* [WHAT THE EXERCISE ASKS]:
Repeat all the material exactly; pictures stay out of your copy.

* [PROVIDED INFORMATION]:
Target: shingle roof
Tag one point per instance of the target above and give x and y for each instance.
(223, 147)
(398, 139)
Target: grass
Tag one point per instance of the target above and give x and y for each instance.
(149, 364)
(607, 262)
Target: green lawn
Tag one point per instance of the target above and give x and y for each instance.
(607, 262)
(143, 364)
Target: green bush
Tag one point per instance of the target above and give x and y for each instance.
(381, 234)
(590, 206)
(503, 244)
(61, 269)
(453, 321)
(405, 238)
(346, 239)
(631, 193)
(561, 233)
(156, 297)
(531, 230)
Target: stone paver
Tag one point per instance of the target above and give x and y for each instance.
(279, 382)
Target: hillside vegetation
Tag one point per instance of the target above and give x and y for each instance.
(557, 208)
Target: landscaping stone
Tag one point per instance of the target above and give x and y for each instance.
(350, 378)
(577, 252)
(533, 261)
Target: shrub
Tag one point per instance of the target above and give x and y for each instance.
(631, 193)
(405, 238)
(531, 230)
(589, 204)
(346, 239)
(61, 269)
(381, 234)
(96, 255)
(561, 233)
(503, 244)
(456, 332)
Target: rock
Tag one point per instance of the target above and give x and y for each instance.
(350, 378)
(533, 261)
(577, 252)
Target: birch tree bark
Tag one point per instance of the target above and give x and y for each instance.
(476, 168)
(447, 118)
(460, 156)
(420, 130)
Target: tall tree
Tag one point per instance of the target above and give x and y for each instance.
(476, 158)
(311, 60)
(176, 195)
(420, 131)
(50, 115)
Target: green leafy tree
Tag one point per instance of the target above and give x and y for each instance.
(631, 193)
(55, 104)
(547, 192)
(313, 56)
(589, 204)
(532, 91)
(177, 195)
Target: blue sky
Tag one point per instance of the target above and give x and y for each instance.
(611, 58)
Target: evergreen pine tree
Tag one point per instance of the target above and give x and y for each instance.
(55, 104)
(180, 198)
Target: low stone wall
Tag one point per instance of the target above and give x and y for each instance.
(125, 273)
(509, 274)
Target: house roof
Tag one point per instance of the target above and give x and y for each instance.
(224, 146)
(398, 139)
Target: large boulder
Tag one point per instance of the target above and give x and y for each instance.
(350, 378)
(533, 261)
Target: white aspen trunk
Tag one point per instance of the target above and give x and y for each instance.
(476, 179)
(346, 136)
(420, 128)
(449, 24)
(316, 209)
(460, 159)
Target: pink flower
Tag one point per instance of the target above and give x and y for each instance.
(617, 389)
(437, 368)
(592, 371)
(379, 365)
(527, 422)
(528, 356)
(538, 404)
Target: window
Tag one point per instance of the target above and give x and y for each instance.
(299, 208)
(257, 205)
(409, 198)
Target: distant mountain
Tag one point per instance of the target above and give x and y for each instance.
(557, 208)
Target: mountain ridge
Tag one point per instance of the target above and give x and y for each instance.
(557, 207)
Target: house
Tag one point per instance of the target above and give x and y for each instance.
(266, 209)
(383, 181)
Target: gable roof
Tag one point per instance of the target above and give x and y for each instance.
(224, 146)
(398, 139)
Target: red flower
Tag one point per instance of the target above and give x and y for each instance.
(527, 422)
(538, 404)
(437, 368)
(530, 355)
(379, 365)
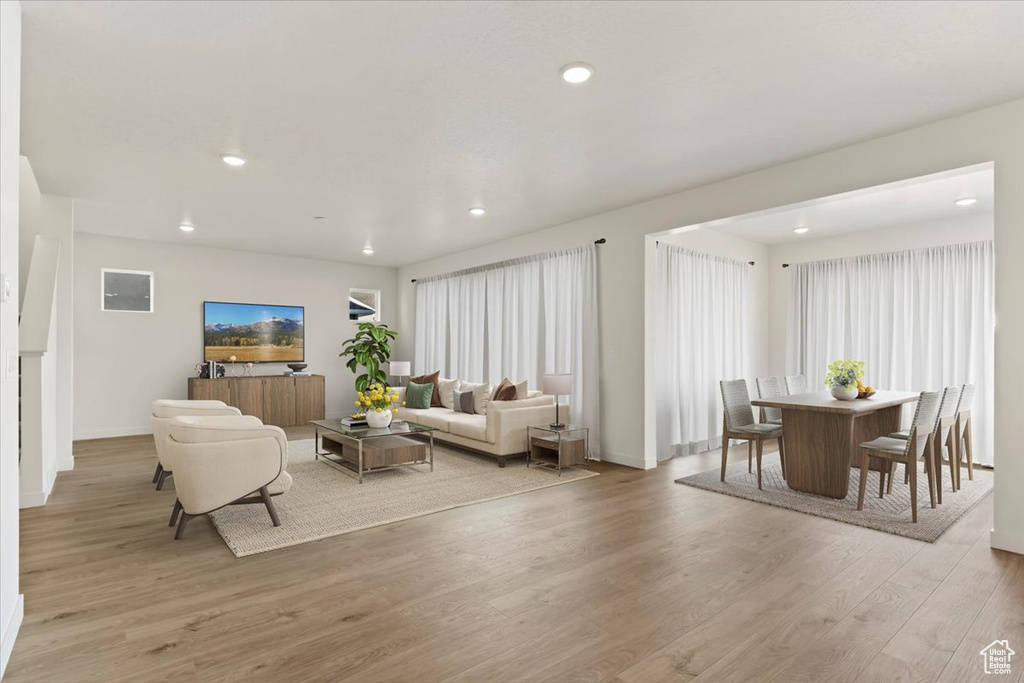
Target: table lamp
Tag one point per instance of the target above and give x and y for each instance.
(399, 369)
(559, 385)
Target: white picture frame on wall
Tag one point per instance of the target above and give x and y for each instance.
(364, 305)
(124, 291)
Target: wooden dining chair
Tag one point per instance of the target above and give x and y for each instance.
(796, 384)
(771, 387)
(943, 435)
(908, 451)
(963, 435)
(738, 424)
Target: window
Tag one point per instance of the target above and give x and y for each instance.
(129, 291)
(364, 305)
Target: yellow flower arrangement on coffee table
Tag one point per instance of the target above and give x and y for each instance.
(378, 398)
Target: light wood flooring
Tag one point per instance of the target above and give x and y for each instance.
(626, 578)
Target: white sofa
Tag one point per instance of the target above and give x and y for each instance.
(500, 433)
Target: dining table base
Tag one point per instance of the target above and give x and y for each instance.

* [TASK ANSWER]:
Target: shingle roof
Tag one point per instance of the target above and give x and y for each instance.
(223, 147)
(398, 139)
Target: grass
Tag one point per instance of the target above and give x and y for each instance.
(149, 364)
(607, 262)
Target: green lawn
Tag one point per instance of the target above and give x and y for each instance.
(607, 262)
(143, 364)
Target: green bush
Tag one point per instance of the target above and give x and y for each instance.
(381, 234)
(590, 206)
(503, 244)
(61, 269)
(453, 321)
(405, 238)
(346, 239)
(631, 193)
(561, 233)
(156, 297)
(531, 230)
Target: stone paver
Tag one point per instance of the target above and give x and y for each instance.
(279, 382)
Target: hillside vegetation
Tag one point per instance of the target above and give x and y for each instance.
(557, 208)
Target: landscaping stone
Tag one point per instance of the target above and give x and y for each instance.
(350, 378)
(577, 252)
(533, 261)
Target: shrub
Tag one point per instance of the target above and give x and y for each instance.
(631, 193)
(405, 238)
(531, 230)
(589, 204)
(346, 239)
(61, 269)
(381, 234)
(96, 255)
(561, 233)
(503, 244)
(456, 332)
Target: rock
Tag one point per instance of the target above and give x and y for each instance.
(350, 378)
(533, 261)
(577, 252)
Target: birch tree bark
Tag one point per instance of the target above and give x and y for each instance.
(476, 168)
(447, 118)
(460, 156)
(420, 130)
Target: tall tree
Tag one point per instance of the target above and give x and y for each instance.
(476, 158)
(311, 60)
(176, 195)
(420, 131)
(50, 115)
Target: green leafy tree
Tag one point per instance of the target above and give x and y for each instance.
(631, 193)
(55, 104)
(547, 192)
(313, 56)
(589, 204)
(532, 91)
(177, 195)
Target: blue sky
Tag one point per instance of the target above and give x and y for each instance.
(611, 58)
Target: evergreen pine tree
Tag one point per instance of the target above and give x and y for each instance.
(55, 104)
(180, 198)
Target: low stone wall
Tag one point per instance of the target above and give x and y for each instance.
(125, 273)
(509, 274)
Target: house roof
Tag one point per instance of the target above and give x and y for each instance.
(224, 146)
(398, 139)
Target: large boulder
Tag one point per instance of the target above and give x and y for each instance.
(350, 378)
(533, 261)
Target: white aspen trunk
Tag one point per instance of the target above and give x and y for each instance.
(476, 179)
(346, 136)
(420, 128)
(449, 24)
(316, 209)
(460, 159)
Target: pink flower
Tag one point per instance of the target above and give x and y for each instance.
(617, 389)
(437, 368)
(592, 371)
(379, 365)
(527, 422)
(528, 356)
(538, 404)
Target: window
Tag one point per instance of the target above and give x and y for each instance.
(299, 208)
(257, 205)
(409, 198)
Target: distant mountain
Tag one point per instance of the target above and give x and y for each instance.
(557, 208)
Target: mountain ridge
Tag one point per instance of the target above and give x and y for each instance.
(557, 207)
Target: house
Tag one point per instance of the target above and give x and y for each instance.
(266, 209)
(383, 181)
Target: gable roof
Tag one point per instance of the target above and give x and y for each instance.
(224, 146)
(398, 139)
Target: red flower
Tag one point per instance of the target above and give x and y for each instance.
(527, 422)
(538, 404)
(437, 368)
(530, 355)
(379, 365)
Target: table lamp
Tag one point per instance of the target above and give x and y for each instance.
(399, 369)
(559, 385)
Target: white picture frame on wall
Tag one point per instance of the target above and give x and y for each instance.
(364, 305)
(124, 291)
Target: wooden dining chair
Tag one point per instance of the target above and give x and y for each instance.
(796, 384)
(771, 387)
(943, 435)
(908, 451)
(963, 435)
(738, 424)
Target: window
Tag one point per instance of the target above and give x and y for each instance.
(129, 291)
(364, 305)
Target: yellow flower arrangement on coffee table
Tag one point per instance of the target above and give x and y for each instance.
(378, 398)
Target: light wood flooring
Tag one point per instance of the target above and give x and y for each instance.
(626, 578)
Target: white sofa
Tag one point per instance of the target above and give x and y for each instance.
(500, 433)
Target: dining table base
Tag one point per instance of the target above and give x and y for each instance.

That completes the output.